• Reading text:

++++

Hello ForMyGirls,
Love your avatar. It is a stunning scenery. How many girls do you have?
It was so nice to read your words. I love mountains too. It is my element - some of my friends used to call me "mountain goat or blond buck" and I plan on getting to the top of one next weekend.
Ten years ago, I was on antidepressants and followed by a psychiatrist. After the third week, I had seen a drastic upswing in my mood, so the psychiatrist asked me what I had done all week. I was doing 90 to 120 minutes of bike per day (the bike was my means of locomotion). I was also walking a lot.
He looked at me and said, your present well-being is not from your meds , it is from your physical activity, and if you want to stop your meds that's fine with me which I did.
Too bad I did not stick to the exercise.
There are numerous studies that correlate the good short and long time effects of exercise on moods. Exercise is even doing better on the long run.

++++

• Work order 1:
Decide whether each statement agrees with the post about exercise and mood. Answer yes or no for each, and quote the words from the post that decide it.
(a) The psychiatrist credited the writer's better mood to physical activity rather than medication.
(b) The writer kept up the daily exercise after stopping the medication.
(c) The writer plans to reach the top of a mountain next weekend.
• Work order 2: Pick up the post about exercise and mood after its last sentence and keep writing it in the same voice.

++++

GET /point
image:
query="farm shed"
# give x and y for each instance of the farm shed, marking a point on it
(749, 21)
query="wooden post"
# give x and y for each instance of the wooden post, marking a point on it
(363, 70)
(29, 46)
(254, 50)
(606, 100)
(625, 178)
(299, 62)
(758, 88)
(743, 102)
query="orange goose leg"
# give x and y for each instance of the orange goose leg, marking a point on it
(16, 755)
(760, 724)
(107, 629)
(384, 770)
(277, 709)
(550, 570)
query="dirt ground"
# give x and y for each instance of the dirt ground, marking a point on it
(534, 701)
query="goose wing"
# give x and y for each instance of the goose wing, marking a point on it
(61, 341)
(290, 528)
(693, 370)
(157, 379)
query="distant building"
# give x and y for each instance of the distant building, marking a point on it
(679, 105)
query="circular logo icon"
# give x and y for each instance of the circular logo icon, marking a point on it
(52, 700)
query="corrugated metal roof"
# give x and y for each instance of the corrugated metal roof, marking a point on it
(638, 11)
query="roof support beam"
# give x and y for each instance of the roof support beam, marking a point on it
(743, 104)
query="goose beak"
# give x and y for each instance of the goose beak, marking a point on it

++++

• Answer area 1:
(a) Yes: "your present well-being is not from your meds , it is from your physical activity"
(b) No: "Too bad I did not stick to the exercise."
(c) Yes: "I plan on getting to the top of one next weekend"

• Answer area 2:
Quote:
Some of the evidence for that comes from broad, population-based correlation studies. "There's good epidemiological data to suggest that active people are less depressed than inactive people. And people who were active and stopped tend to be more depressed than those who maintain or initiate an exercise program," says James Blumenthal, PhD, a clinical psychologist at Duke University.
The evidence comes from experimental studies as well. Blumenthal has explored the mood-exercise connection through a series of randomized controlled trials. In one such study, he and his colleagues assigned sedentary adults with major depressive disorder to one of four groups: supervised exercise, home-based exercise, antidepressant therapy or a placebo pill. After four months of treatment, Blumenthal found, patients in the exercise and antidepressant groups had higher rates of remission than did the patients on the placebo. Exercise, he concluded, was generally comparable to antidepressants for patients with major depressive disorder (Psychosomatic Medicine, 2007).
Blumenthal followed up with the patients one year later. The type of treatment they received during the four-month trial didn't predict remission a year later, he found. However, subjects who reported regular exercise at the one-year follow-up had lower depression scores than did their less active counterparts (Psychosomatic Medicine, 2010). "Exercise seems not only important for treating depression, but also in preventing relapse," he says.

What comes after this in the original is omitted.